Location labeling records:
■ ■ ■ ■

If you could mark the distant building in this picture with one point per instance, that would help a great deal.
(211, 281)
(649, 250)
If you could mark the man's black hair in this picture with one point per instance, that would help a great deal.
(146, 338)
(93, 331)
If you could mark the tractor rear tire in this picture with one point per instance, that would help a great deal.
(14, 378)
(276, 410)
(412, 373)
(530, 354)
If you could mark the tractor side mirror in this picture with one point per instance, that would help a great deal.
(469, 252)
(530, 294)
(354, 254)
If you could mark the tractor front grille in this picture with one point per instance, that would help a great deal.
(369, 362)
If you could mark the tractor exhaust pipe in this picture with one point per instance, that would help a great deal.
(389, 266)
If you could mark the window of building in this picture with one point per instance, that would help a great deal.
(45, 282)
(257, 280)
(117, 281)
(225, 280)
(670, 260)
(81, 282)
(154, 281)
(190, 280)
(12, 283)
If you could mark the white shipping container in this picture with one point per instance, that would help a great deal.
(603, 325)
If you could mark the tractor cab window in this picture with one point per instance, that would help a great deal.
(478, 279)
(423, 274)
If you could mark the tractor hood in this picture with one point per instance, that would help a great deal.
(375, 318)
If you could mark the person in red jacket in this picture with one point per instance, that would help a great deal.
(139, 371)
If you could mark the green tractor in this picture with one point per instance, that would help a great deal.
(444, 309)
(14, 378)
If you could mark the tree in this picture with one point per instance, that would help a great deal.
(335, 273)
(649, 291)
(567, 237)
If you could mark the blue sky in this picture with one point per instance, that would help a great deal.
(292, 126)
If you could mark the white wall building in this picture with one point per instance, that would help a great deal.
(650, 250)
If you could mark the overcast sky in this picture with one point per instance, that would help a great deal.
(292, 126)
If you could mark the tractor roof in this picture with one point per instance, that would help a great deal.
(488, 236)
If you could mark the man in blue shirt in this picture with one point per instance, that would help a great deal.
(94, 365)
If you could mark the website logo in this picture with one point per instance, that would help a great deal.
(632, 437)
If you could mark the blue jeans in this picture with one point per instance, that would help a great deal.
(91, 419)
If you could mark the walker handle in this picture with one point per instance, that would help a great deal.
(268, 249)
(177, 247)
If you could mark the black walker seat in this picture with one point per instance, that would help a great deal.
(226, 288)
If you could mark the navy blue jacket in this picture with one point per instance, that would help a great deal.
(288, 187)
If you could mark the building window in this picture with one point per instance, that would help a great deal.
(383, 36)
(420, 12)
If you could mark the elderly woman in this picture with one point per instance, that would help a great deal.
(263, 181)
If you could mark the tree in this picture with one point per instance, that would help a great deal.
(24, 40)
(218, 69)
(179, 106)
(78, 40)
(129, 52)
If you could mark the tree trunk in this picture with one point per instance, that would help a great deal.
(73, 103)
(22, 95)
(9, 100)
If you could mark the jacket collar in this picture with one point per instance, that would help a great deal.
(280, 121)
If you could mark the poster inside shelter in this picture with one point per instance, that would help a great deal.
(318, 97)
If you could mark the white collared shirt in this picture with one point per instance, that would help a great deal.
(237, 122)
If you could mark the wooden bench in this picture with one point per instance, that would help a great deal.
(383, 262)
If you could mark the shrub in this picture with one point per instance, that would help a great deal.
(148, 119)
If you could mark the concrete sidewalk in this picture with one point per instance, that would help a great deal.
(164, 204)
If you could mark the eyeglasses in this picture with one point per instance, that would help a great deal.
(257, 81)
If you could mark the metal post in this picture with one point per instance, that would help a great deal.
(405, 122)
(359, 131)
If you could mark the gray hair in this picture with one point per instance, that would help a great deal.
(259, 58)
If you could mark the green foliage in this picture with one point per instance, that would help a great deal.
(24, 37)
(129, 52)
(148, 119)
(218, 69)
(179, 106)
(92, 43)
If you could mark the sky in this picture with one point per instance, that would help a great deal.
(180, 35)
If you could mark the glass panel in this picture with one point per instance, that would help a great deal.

■ ■ ■ ■

**Exercise requirements**: All lines from the line containing "If you could mark the poster" through the end of the listing above are to be duplicated exactly; include both ends and nothing further.

**Solved exercise**:
If you could mark the poster inside shelter in this picture with one point per instance, that would help a great deal.
(318, 97)
If you could mark the white collared shirt in this picture with one point per instance, that would help a great deal.
(237, 122)
If you could mark the wooden bench in this picture with one point per instance, that would help a great deal.
(383, 262)
If you could mark the shrub in this picture with one point per instance, that would help a great deal.
(148, 119)
If you could mark the concrete sidewalk in this picture with one point per instance, that would help a great deal.
(164, 204)
If you could mark the eyeglasses in this picture with one point per instance, that would help a great deal.
(257, 81)
If you could mark the metal post in this picture with one point per instance, that would help a great deal.
(405, 122)
(359, 131)
If you could mark the gray hair in this picture with one point per instance, that would help a great deal.
(259, 58)
If you could mark the green foliage in this picture with one point per instance, that would help a great deal.
(24, 37)
(129, 52)
(148, 119)
(218, 69)
(179, 106)
(92, 43)
If you could mark the sky in this picture with one point per instance, that would help a great deal.
(180, 35)
If you could mark the glass panel in this picture with one point per instance, that would help a great deal.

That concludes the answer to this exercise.